_What the exercise asks_: Lay out the records below as a numbered list, from the line with "[find] the boat" up to and including the last line of the records. Skip blank lines and leave out the pictures.

——————

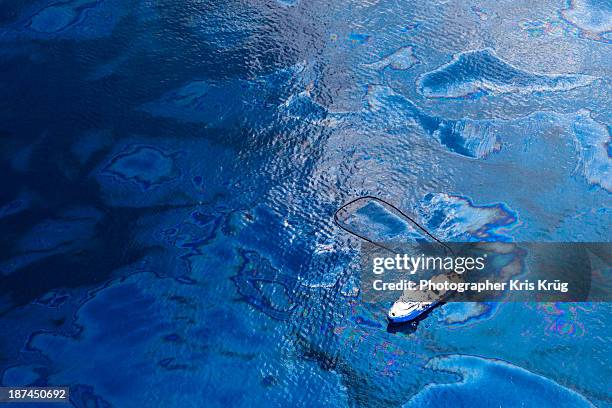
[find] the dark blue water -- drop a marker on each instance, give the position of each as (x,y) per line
(170,171)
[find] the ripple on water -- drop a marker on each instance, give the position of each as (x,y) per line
(482,71)
(593,144)
(592,17)
(477,377)
(402,59)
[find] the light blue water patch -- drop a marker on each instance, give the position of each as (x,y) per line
(20,376)
(461,313)
(220,104)
(453,217)
(146,166)
(478,376)
(379,223)
(144,172)
(90,143)
(593,142)
(72,19)
(71,231)
(19,204)
(402,59)
(592,17)
(482,71)
(471,138)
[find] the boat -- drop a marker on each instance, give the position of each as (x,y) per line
(404,312)
(381,223)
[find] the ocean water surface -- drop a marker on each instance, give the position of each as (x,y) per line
(171,169)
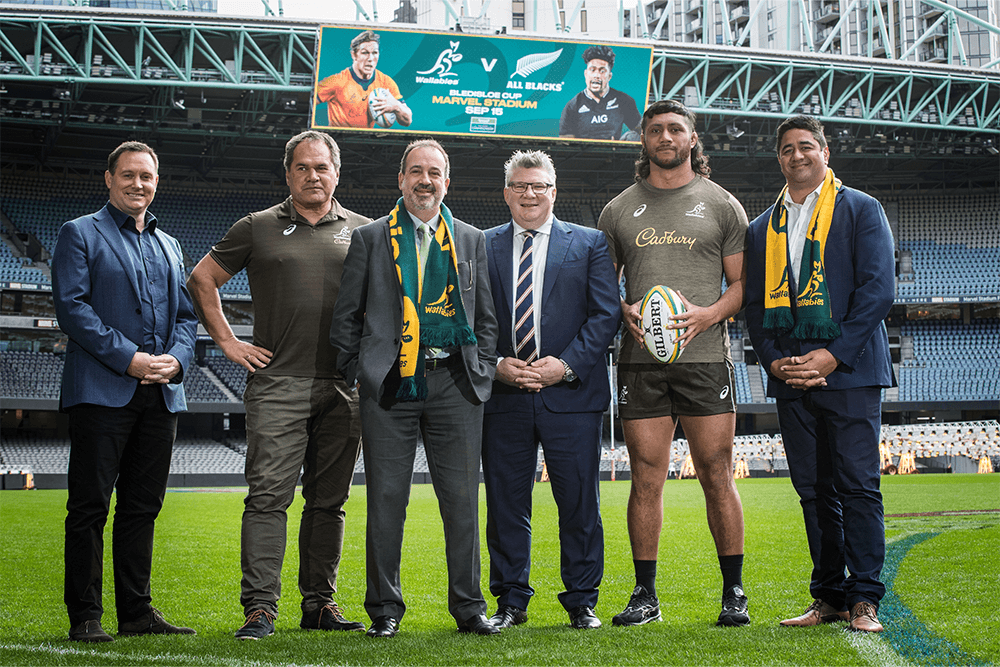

——————

_Result of the task_:
1. [find] the boat -- drop a marker on each instance, give the position of each as (x,y) per line
2. (404,312)
3. (381,223)
4. [find] the ocean water surface -- drop a marker on each instance, give the position of each as (x,y) per line
5. (171,169)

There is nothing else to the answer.